*Conjunto de tareas:*
1 > Traduce al inglés esta oración del fragmento proporcionado: "Con el quebracho se hicieron específicamente durmientes para los trenes y tanino para las curtiembres y la industria del cuero europea."
2 > En el fragmento proporcionado, ¿cuántas hectáreas vendió el gobierno de Santa Fe a la empresa Murrieta & Company?
3 > Reproduce textualmente el pasaje del fragmento proporcionado comprendido entre "Hay una chimenea" y "de esa región.", ambos incluidos.

El viejo, a los 16 años, hacherito de la forestal, en el centro de la imagen.

miércoles, 1 de mayo de 2013


Hay una chimenea en Villa Ángela

   Entre setiembre de 1880 y mayo de l881 el gobierno de Santa Fe tramitó un empréstito con la empresa Murrieta & Company y sancionó una ley por la cual vendía 1.660.000 hectáreas a la misma empresa con la finalidad de pagar la deuda contraída.
   Esta operación económica, normal en América Latina en lo que refiere al mecanismo de entrega de recursos a los poderes económicos extranjeros, fue la acción fundante de "La Forestal", empresa que debería ser símbolo universal de las formas de explotación esclava de la población de un país y de la depredación del ambiente de una región, así como del desplazamiento (y con la ayuda del estado, del exterminio) de las poblaciones originarias de esa región. 
   El régimen feudal de la Forestal arrasó miles y miles de hectáreas, leguas y leguas de bosques, asoló un territorio rico en flora, abundantísimo en fauna exótica y variada y nicho de culturas originarias cuya simbiosis con el ambiente era modelo de adaptación y sobrevivencia.
  Toneladas de músculos humanos (hombres, mujeres y niños) sustentaron con su fuerza el rudo y seco engranaje de crueldad que permitió el desarrollo de las actividades de esta empresa, cuya específica intención apuntó a deforestar la región del chaco argentino para apropiarse del quebracho, un exótico árbol cuya madera, aún siendo una de las más duras de las conocidas, no logró resistir los embates de la ambición de estas multinacionales. Con el quebracho se hicieron específicamente durmientes para los trenes y tanino para las curtiembres y la industria del cuero europea.

*Filas registradas:*
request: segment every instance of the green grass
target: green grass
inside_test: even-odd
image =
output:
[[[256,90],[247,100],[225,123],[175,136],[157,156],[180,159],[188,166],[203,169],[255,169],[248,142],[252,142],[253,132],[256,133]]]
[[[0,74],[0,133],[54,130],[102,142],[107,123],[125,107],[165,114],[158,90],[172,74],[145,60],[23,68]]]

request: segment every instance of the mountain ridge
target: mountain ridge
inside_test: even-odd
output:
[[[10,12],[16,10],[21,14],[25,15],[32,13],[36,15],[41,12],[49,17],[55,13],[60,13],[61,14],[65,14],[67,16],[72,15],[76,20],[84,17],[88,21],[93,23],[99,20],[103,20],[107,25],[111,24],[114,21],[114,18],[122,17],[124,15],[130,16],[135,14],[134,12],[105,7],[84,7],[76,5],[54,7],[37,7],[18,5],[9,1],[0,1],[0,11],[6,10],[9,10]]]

* * *

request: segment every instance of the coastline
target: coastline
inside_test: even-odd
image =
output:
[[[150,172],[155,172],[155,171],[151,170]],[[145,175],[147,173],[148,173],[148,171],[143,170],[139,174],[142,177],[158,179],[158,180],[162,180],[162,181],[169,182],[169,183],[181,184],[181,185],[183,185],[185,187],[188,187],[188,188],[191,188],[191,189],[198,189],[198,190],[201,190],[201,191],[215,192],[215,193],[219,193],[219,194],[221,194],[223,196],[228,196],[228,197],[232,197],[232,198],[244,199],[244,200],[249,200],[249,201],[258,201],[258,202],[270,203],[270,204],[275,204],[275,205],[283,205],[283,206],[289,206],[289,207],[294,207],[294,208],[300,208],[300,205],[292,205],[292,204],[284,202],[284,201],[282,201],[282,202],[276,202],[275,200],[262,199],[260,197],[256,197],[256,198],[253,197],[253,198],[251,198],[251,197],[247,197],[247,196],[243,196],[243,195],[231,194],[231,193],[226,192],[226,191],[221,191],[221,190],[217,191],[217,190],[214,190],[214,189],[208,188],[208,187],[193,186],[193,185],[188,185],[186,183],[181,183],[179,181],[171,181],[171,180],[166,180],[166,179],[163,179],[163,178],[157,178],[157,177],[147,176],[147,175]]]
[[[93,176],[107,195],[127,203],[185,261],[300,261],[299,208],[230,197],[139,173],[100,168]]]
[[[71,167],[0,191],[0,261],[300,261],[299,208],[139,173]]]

---

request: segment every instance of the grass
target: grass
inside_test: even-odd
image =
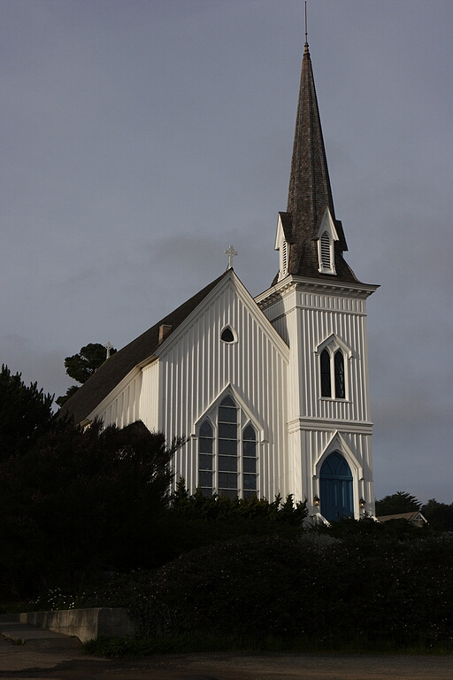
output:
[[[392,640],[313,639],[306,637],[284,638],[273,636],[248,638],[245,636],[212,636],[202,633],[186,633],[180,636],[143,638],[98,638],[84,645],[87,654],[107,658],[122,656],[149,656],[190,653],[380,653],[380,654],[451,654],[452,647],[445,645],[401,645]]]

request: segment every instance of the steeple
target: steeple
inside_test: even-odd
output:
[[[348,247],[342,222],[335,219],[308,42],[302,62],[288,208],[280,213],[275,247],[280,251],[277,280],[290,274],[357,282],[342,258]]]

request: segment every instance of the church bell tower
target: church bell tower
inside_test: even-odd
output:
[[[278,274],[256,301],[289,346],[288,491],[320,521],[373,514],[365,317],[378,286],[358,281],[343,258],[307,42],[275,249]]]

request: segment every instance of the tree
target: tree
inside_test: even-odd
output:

*Respuestas por punto:*
1 > Quebracho was used specifically to make railroad ties for the trains and tannin for the tanneries and the European leather industry.

2 > 1.660.000 hectáreas.

3 >
Hay una chimenea en Villa Ángela

   Entre setiembre de 1880 y mayo de l881 el gobierno de Santa Fe tramitó un empréstito con la empresa Murrieta & Company y sancionó una ley por la cual vendía 1.660.000 hectáreas a la misma empresa con la finalidad de pagar la deuda contraída.
   Esta operación económica, normal en América Latina en lo que refiere al mecanismo de entrega de recursos a los poderes económicos extranjeros, fue la acción fundante de "La Forestal", empresa que debería ser símbolo universal de las formas de explotación esclava de la población de un país y de la depredación del ambiente de una región, así como del desplazamiento (y con la ayuda del estado, del exterminio) de las poblaciones originarias de esa región.